▸ **Document segment**
[Start of section]

A Change in Focus
More Coming Soon...
Originally, I conceived of this project as a means of artistic expression. That goal is still in place (I say, despite not having posted in years). But life got away from me, hobbies shifted, I started grad school (perhaps more on that later)… all-in-all, the creative juices have been meandering down new, freshly-cut pathways, which has done nothing to stymie my hopes for writing but most definitely has changed the type of content I’m able to put out.
I do still hope to put out theological content, artistic and otherwise. Most of my writing time is taken up with academic work, so it’s likely that most of anything I post would just be term papers reworked to be more accessible (and context-free). I wrote an extensive 25 page dissertation on the nature of ethics, death, and life-after-death in the modern phenomenological tradition, which isn’t off the table either, and something to look forward to.
The other large section of my posts is likely going to be taken up with a long-term bioengineering project I’ve set my hands to. This will be long enough to deserve its own introductory post, but in short I’ve set the ambitious and challenging task for myself of breeding (I use the term loosely) cold-hardy variants of various tropical plants. I’ve already done quite a bit of work, engineering, chemical, and biological, to start to set up my spaces, and unfortunately a lot of that hasn’t been documented, but I’m absolutely going to use this space to keep myself accountable for the future, and to extensively log what I’m doing and what the results look like. Hopefully this serves as an inspiration for others!

[End of section]

▸ **What the exercise asks**
Extend the blog post about the change in focus, starting after its final sentence. The entries have no connection to the blog post above.

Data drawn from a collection
[Start of section]

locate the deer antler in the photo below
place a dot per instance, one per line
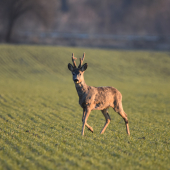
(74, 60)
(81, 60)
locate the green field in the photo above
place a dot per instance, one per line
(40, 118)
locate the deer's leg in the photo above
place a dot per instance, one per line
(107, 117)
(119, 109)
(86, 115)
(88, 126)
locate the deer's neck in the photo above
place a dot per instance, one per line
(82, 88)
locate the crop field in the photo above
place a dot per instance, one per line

[End of section]
[Start of section]

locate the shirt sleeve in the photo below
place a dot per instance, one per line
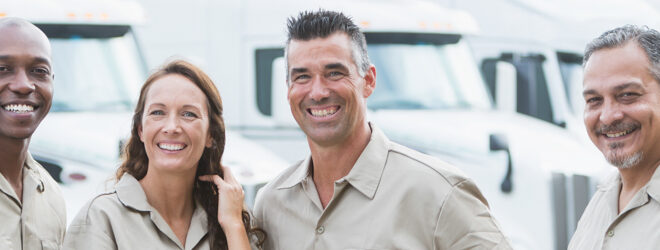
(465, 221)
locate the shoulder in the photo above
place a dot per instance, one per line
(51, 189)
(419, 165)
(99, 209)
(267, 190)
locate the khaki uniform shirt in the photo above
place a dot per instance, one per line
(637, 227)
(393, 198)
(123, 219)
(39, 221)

[End of section]

▸ **Result of the exercise**
I want to end on a last thought on ‘the integrative man.’ So much of life today is fragmented into different spheres, and the humanitas of man suffers as a result. I’m the master par excellence of partitioning myself out into different contexts. I’m hoping that this project will help me become more ‘schizophrenic’ (to borrow a phrase from Deleuze and Guattari) in crossing the traditional boundaries of documentation and reflection, in order that I myself might become plenius humanum, more fully human. Is there a poetic theology of GMO plants? And maybe I’ll be the first to discover—but you, my dear reader, will be the first to hear of it.